Data for this task:
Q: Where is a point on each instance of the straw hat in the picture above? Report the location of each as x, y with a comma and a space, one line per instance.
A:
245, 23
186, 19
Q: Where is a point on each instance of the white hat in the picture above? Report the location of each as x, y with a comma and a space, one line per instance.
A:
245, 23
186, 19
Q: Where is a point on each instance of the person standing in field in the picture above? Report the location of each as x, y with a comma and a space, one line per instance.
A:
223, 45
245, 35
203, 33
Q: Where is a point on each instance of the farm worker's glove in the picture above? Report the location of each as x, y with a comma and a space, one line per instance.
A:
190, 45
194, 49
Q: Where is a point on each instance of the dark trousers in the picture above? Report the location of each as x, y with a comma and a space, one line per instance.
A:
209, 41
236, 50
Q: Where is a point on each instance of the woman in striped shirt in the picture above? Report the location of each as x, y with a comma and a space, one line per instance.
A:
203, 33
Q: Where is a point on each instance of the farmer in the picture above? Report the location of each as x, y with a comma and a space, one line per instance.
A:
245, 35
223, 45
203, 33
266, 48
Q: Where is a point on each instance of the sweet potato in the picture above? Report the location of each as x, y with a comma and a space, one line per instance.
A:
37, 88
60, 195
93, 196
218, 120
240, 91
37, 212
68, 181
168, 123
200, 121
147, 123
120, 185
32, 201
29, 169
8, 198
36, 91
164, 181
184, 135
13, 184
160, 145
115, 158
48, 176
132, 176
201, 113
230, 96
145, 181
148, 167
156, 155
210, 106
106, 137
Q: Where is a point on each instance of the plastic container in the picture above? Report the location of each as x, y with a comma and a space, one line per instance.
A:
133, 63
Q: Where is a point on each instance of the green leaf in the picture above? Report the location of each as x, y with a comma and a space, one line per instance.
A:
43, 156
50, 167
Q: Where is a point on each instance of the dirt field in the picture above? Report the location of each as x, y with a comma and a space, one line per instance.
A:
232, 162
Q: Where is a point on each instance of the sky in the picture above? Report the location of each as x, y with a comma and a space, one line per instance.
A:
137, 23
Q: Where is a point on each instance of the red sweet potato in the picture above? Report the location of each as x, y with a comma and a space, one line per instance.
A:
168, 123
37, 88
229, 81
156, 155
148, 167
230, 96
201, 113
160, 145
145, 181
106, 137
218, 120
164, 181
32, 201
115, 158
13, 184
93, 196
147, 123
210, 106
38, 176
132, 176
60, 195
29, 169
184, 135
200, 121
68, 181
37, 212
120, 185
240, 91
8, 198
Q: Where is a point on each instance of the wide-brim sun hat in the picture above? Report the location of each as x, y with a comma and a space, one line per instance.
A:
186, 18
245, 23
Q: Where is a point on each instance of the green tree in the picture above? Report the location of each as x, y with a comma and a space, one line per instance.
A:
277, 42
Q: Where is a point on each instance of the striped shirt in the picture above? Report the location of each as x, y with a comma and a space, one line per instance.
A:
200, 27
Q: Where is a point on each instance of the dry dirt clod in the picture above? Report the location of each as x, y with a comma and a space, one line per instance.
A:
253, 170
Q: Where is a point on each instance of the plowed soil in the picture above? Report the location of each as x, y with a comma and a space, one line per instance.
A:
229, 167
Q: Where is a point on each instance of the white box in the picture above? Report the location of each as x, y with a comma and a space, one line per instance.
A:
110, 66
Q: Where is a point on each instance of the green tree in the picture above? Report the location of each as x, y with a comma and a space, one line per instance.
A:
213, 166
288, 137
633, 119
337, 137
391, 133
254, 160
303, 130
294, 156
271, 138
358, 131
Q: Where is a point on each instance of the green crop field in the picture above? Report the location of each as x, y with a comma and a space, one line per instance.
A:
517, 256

Problem requirements: Starting with the line containing "Q: Where is a point on each instance of the dirt" and going on through the end of the entries, write out every line again with the requests left as they are. Shift each coordinate in the answers by adding 23 to both of its numbers, and return only those lines.

Correct output:
Q: Where is a point on each instance of the dirt field in the picture above? Report the location of each as x, y with a comma and a space, one line per instance.
A:
255, 185
Q: Where is a point on each instance of the sky in the picture above? Report the location of each as x, y with a comma and a space, one line per instance.
A:
160, 46
Q: Where is a point on each instance of the red sweet potato in the picture above? Report the location of each as x, y with a comma and a space, one line per instance.
A:
191, 146
60, 111
252, 104
179, 178
171, 190
253, 119
224, 136
183, 168
168, 204
129, 160
241, 143
187, 204
55, 224
138, 181
36, 207
116, 219
170, 146
233, 129
61, 199
155, 199
83, 218
52, 192
207, 158
223, 144
91, 204
60, 235
143, 208
263, 114
31, 221
Q: Where is a point on each instance of the wide-brim sun hat in the picture above? Report the location of each as x, y with a comma and a space, one line per instance.
A:
209, 41
268, 46
Q: Where is a point on each instance of the green tree in the picture above? Report the location of each as x, y with a comma and a space, one line per instance.
A:
300, 65
Q: Where is a point on each instance of the striped shirt in the picture above? Report the location of each as x, y with a comma and a space, one line per instance.
A:
223, 50
Q: Where is a point on each instance of the dry dirt clod in the picture above? Report the location of each as x, y with a comma and a space, one line per instance.
A:
276, 193
Q: Where is a point on each instance of the plowed soil in the picture above? Report the location of each as x, y with a comma and a space, one line per instance.
A:
252, 190
Q: Where is a point on each instance of the white box in the picture above? Report the location of each as x, y with a comma and a space, one line per instance.
A:
133, 89
Q: Where is a point on each instance of the green tree in the picture above? Report the location of each as x, y with a comma and a space, one line per instance.
A:
236, 189
311, 160
656, 142
360, 160
414, 156
277, 183
326, 153
317, 179
294, 161
381, 154
Q: Where is a point on each instance of the green crop field in the picture above? Report the location of each as x, y with a comma and a space, one line per instance.
A:
540, 279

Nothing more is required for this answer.